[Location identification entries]
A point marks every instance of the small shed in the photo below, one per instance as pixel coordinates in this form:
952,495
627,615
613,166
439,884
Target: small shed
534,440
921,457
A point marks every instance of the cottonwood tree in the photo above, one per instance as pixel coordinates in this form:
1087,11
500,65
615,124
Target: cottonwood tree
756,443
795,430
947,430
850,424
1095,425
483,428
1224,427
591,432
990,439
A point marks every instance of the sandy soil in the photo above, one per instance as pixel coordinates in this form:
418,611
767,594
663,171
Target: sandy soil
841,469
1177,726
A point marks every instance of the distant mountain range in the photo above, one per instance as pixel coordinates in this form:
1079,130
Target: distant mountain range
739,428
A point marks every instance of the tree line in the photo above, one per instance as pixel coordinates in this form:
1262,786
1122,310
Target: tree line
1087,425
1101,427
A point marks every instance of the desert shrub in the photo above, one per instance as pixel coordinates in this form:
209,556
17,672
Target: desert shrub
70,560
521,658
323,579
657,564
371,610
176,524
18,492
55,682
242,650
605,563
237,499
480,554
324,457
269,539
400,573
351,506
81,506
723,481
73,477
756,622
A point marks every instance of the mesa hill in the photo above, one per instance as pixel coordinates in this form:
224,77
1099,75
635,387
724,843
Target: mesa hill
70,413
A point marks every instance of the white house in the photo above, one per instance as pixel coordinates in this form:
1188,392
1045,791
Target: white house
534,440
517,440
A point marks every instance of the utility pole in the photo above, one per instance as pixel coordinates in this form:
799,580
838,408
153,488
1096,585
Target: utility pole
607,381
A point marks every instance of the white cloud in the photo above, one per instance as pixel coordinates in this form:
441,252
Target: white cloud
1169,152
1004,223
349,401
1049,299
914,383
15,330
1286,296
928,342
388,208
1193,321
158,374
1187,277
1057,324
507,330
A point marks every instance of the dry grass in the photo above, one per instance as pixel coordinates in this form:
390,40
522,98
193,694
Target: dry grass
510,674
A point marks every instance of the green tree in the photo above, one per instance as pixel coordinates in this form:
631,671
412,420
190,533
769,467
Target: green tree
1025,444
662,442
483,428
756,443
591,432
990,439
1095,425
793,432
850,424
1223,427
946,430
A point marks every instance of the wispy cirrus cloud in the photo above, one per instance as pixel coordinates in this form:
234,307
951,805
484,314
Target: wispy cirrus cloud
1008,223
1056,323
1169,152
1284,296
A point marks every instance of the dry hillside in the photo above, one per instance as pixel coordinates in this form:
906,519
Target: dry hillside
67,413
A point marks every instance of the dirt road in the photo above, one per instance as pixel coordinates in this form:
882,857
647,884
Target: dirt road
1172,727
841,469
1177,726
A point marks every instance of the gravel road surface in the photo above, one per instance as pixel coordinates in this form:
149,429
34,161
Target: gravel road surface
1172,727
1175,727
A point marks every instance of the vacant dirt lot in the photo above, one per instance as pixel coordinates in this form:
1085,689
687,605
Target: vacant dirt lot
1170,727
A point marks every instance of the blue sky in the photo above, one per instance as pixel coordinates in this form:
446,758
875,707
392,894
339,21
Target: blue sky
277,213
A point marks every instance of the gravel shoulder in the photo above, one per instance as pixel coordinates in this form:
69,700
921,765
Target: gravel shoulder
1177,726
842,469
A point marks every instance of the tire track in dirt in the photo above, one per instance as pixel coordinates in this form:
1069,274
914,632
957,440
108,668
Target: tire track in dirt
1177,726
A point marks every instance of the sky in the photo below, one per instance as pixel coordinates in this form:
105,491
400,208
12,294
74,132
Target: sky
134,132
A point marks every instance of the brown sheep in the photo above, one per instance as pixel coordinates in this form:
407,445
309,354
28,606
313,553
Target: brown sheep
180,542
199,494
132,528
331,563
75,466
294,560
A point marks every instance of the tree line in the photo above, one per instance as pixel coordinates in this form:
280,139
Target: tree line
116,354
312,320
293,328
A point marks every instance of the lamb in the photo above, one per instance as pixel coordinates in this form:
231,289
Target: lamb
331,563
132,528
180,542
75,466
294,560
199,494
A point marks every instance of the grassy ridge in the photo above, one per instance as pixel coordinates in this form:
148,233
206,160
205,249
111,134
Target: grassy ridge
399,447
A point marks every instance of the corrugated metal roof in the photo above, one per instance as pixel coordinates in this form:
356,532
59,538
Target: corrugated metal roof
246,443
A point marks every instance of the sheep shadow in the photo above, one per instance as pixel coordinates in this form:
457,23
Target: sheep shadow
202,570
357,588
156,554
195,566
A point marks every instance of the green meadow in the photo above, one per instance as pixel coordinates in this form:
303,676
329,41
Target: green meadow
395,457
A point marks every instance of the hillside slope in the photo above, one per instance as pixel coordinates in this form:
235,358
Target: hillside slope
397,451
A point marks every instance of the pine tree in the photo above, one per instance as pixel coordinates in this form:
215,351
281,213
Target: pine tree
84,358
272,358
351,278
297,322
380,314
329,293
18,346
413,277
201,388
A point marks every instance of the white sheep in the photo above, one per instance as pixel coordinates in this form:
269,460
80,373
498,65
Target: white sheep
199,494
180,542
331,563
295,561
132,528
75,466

* _INSTRUCTION_: Present every line of the material above as a numbered list, leaving out any blank lines.

* _RESULT OF THIS EXERCISE_:
1. A point marks every instance of the small shed in the photo below, one per instance as pixel coordinates in this form:
2. 952,495
3. 627,615
4. 613,166
5. 439,884
6. Target: small shed
7. 534,440
8. 921,457
9. A point marks every instance of the cottonwood tree in the photo above, one per instance as pixel coordinates in this form:
10. 1087,11
11. 500,65
12. 615,124
13. Target: cottonwood tree
14. 756,443
15. 795,430
16. 947,430
17. 850,424
18. 1095,425
19. 483,428
20. 1224,427
21. 591,432
22. 990,439
23. A point marks every instance of the sandy soil in the photo above, one per instance as pixel coordinates in this form:
24. 418,611
25. 767,594
26. 663,171
27. Target: sandy soil
28. 841,469
29. 1177,726
30. A point marks every instance of the distant mountain range in the photo above, one per instance as pixel coordinates in this form:
31. 1079,130
32. Target: distant mountain range
33. 739,428
34. A point marks every instance of the tree line in the photo above, one per instance as pixel coordinates in this form:
35. 1262,786
36. 1122,310
37. Target: tree line
38. 1087,425
39. 1101,427
40. A point marks every instance of the desert shrub in the photo above, one per instance as pixel coordinates in this form:
41. 209,556
42. 17,672
43. Target: desert shrub
44. 70,560
45. 521,658
46. 323,579
47. 657,564
48. 371,610
49. 176,524
50. 18,492
51. 55,682
52. 242,650
53. 605,563
54. 237,499
55. 480,554
56. 324,457
57. 269,539
58. 400,573
59. 351,506
60. 81,506
61. 723,481
62. 73,477
63. 756,622
64. A point marks every instance of the mesa hill in the photo above, one per instance as pixel coordinates in this form:
65. 224,77
66. 1099,75
67. 635,387
68. 724,843
69. Target: mesa hill
70. 70,413
71. A point marks every instance of the white house in the photo above, one per instance as pixel coordinates in this form:
72. 1188,392
73. 1045,791
74. Target: white house
75. 534,440
76. 517,440
77. A point marks every instance of the utility pole in the photo above, one per instance as pixel coordinates in this form:
78. 799,580
79. 838,408
80. 153,488
81. 1096,585
82. Target: utility pole
83. 607,381
84. A point marks every instance of the white cloud in the photo above, one per instance as pixel coordinates in this form:
85. 441,252
86. Target: white cloud
87. 1169,152
88. 1004,223
89. 349,401
90. 1049,299
91. 914,383
92. 15,330
93. 1286,296
94. 928,342
95. 388,208
96. 1193,321
97. 158,374
98. 1187,277
99. 1057,324
100. 507,330
101. A point marks every instance of the dry grass in the photo above, one per instance as pixel coordinates in this form:
102. 390,40
103. 522,98
104. 193,694
105. Target: dry grass
106. 510,674
107. A point marks every instance of the green tree in the photo above, one per instance as pixel coordinates in this form:
108. 631,671
109. 412,420
110. 190,533
111. 769,467
112. Target: green tree
113. 1025,444
114. 662,442
115. 483,428
116. 756,443
117. 591,432
118. 990,439
119. 1095,425
120. 793,432
121. 850,424
122. 1223,427
123. 946,430
124. A point marks every instance of the wispy cirrus cloud in the photo above, one per instance as pixel coordinates in this form:
125. 234,307
126. 951,805
127. 484,314
128. Target: wispy cirrus cloud
129. 1008,223
130. 1056,323
131. 1169,152
132. 1284,296
133. A point marks every instance of the dry hillside in the photo above, one per instance as pixel coordinates in this form:
134. 906,519
135. Target: dry hillside
136. 67,413
137. A point marks every instance of the dirt road in the photo above, one per instance as pixel coordinates in this form:
138. 882,857
139. 647,884
140. Target: dirt road
141. 1172,727
142. 841,469
143. 1177,726
144. A point marks every instance of the gravel road surface in the photo above, one per instance as pixel coordinates in this form:
145. 149,429
146. 34,161
147. Target: gravel road surface
148. 1172,727
149. 1175,727
150. A point marks every instance of the vacant dirt lot in the photo above, one per instance as pixel coordinates in this form:
151. 1085,689
152. 687,605
153. Target: vacant dirt lot
154. 1170,727
155. A point marks every instance of the blue sky in the photo above, one per instance as pixel coordinates in this form:
156. 446,758
157. 875,707
158. 392,894
159. 339,21
160. Target: blue sky
161. 277,213
162. A point marks every instance of the gravel shoulder in the photo above, one per instance as pixel coordinates in this form:
163. 69,700
164. 921,765
165. Target: gravel shoulder
166. 1177,726
167. 842,469
168. A point marks every instance of the tire track in dirt in the photo above, one per instance as pixel coordinates in this form:
169. 1069,274
170. 914,632
171. 957,440
172. 108,668
173. Target: tire track in dirt
174. 1177,726
175. A point marks every instance of the sky in the photo below, one per instance as pixel coordinates in this form:
176. 105,491
177. 400,208
178. 12,294
179. 74,132
180. Target: sky
181. 134,132
182. A point marks every instance of the brown sheep in the photo above, one per instance as pixel coordinates in this form:
183. 407,445
184. 309,354
185. 28,606
186. 313,553
187. Target: brown sheep
188. 180,542
189. 199,494
190. 132,528
191. 331,563
192. 75,466
193. 294,560
194. A point marks every instance of the tree line in the photo above, one per instance as pixel coordinates in this form:
195. 280,139
196. Target: tree line
197. 116,354
198. 312,320
199. 293,328
200. A point marks every instance of the lamb in the photo above, one per instance as pixel coordinates in this form:
201. 231,289
202. Target: lamb
203. 331,563
204. 132,528
205. 180,542
206. 75,466
207. 294,560
208. 199,494
209. A point marks every instance of the grassy ridge in the photo above, one per instance as pixel coordinates in this form:
210. 148,233
211. 206,160
212. 205,249
213. 111,134
214. Target: grassy ridge
215. 399,447
216. A point marks every instance of the corrugated metal roof in the photo above, one per instance as pixel coordinates in this form:
217. 356,532
218. 59,538
219. Target: corrugated metal roof
220. 246,443
221. A point marks every instance of the sheep shadow in the photo above, one per instance as pixel coordinates in this form:
222. 457,23
223. Target: sheep shadow
224. 202,570
225. 357,588
226. 156,554
227. 195,566
228. A point marks every instance of the green meadow in the photo above, one per instance as pixel coordinates in this form:
229. 303,676
230. 329,41
231. Target: green meadow
232. 395,457
233. A point marks every instance of the hillside slope in the photo above, one per instance as pixel coordinates in this form:
234. 235,358
235. Target: hillside slope
236. 397,451
237. A point marks every instance of the pine tree in the photo above, one per instance as pixel coordinates in this form:
238. 215,351
239. 281,213
240. Target: pine tree
241. 84,358
242. 272,358
243. 351,278
244. 297,322
245. 380,314
246. 329,293
247. 18,346
248. 413,277
249. 201,388
250. A point marks every instance of the white sheep in the photo above, one per instance as pixel coordinates in this form:
251. 269,460
252. 80,373
253. 498,65
254. Target: white sheep
255. 199,494
256. 180,542
257. 331,563
258. 295,561
259. 132,528
260. 75,466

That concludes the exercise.